Passage provided =>
========

Project Name:Roosevelt Island Tidal Energy Project
Summary: Licensing support for first ever FERC pilot license in US
Client: Verdant Energy, LLC
Project Location: East River, New York City, NY
Project Size: 1 MW
• FERC Licensing- Process
Management and Document
• Aquatic Habitat Assessment
• Rare Threatened & Endangered
Fish Species Assessment
• Regulatory Strategic Planning
• Marine Environmental Study Design
• GIS Database Design and Management
Project Timeframe: 2008 - Present
Verdant Power was in need of licensing and environmental consulting assistance to obtain the first ever FERC pilot license in the U.S. for a kinetic hydropower project. The pilot project involves the development, testing, and environmental monitoring of an array of 30 five-meter diameter kinetic hydropower axial flow turbine generator units comprising their 1 MW tidal power plant.
Kleinschmidt has assisted Verdant in preparing the draft and final license applications submitted in 2008 and 2010, respectively. In addition to preparing the applications, Kleinschmidt assisted in developing and negotiating study plans with Federal and state resource agencies, including NOAA Fisheries and New York State Department of Environmental Conservation. Kleinschmidt also prepared draft biological assessments for shortnose and Atlantic sturgeon, sea turtles, and marine mammals including an essential fish habitat assessment and developed a unique fish-strike model to determine likelihood that endangered sturgeon could come into contact with project turbines. Kleinschmidt biologists are currently assisting Verdant in conducting the required studies.
Kleinschmidt leveraged its extensive FERC licensing experience to develop efficient strategies and navigate through the pilot license process. Kleinschmidt biologists used their understanding of endangered species and the consultation process to help find a mutually acceptable and cost-effective approach to allow the project to move forward with acceptable levels of risk. FERC issued a 10-year Pilot license (the first in the U.S.) in January 2012.

========

Source data =>
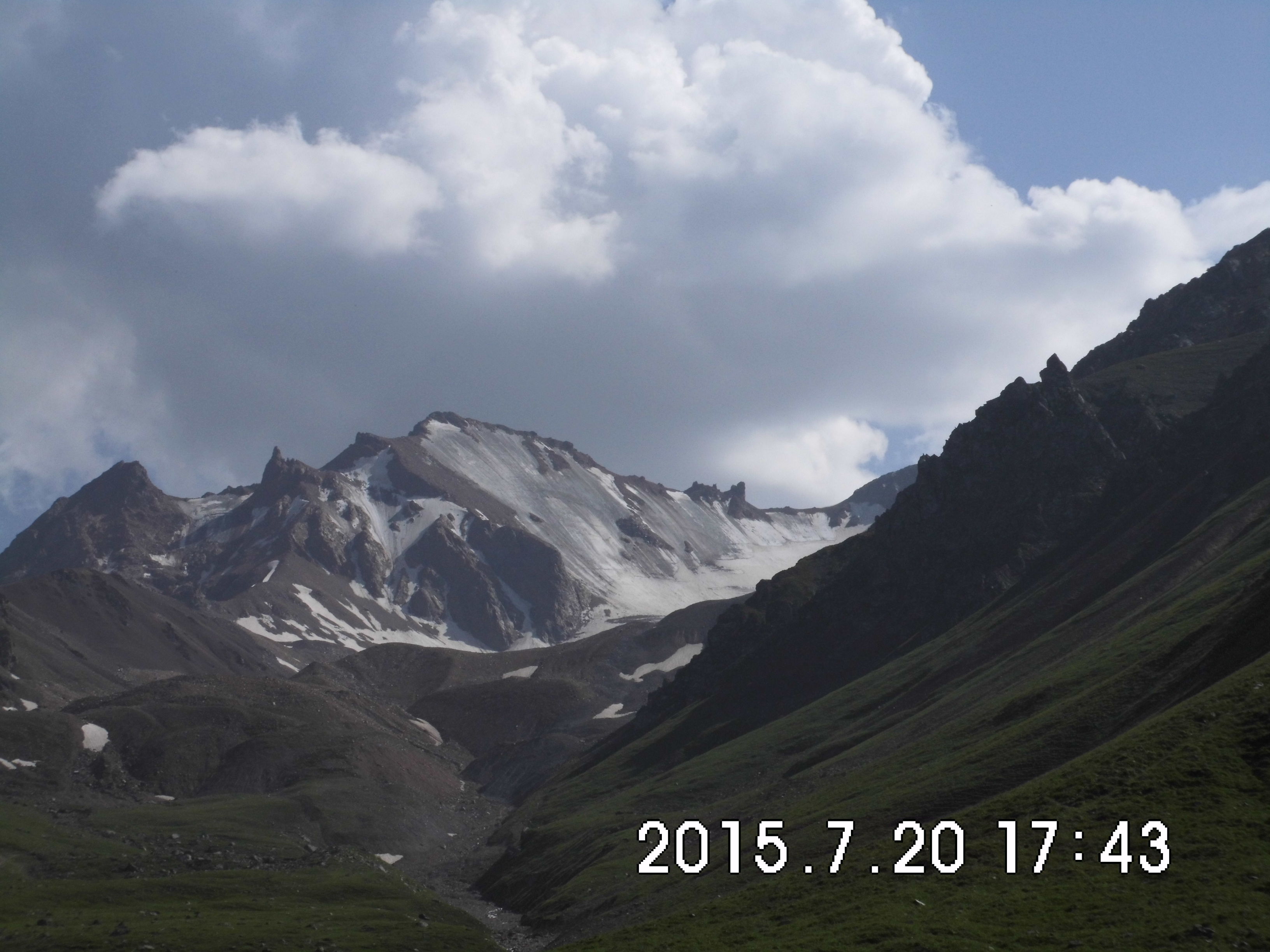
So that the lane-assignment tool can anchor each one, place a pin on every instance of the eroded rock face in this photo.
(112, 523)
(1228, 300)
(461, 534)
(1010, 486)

========

What you are asked to do =>
Write out the part of the Roosevelt Island Tidal Energy Project description above between "Kleinschmidt leveraged its" and "in January 2012.", inclusive.

Output =>
Kleinschmidt leveraged its extensive FERC licensing experience to develop efficient strategies and navigate through the pilot license process. Kleinschmidt biologists used their understanding of endangered species and the consultation process to help find a mutually acceptable and cost-effective approach to allow the project to move forward with acceptable levels of risk. FERC issued a 10-year Pilot license (the first in the U.S.) in January 2012.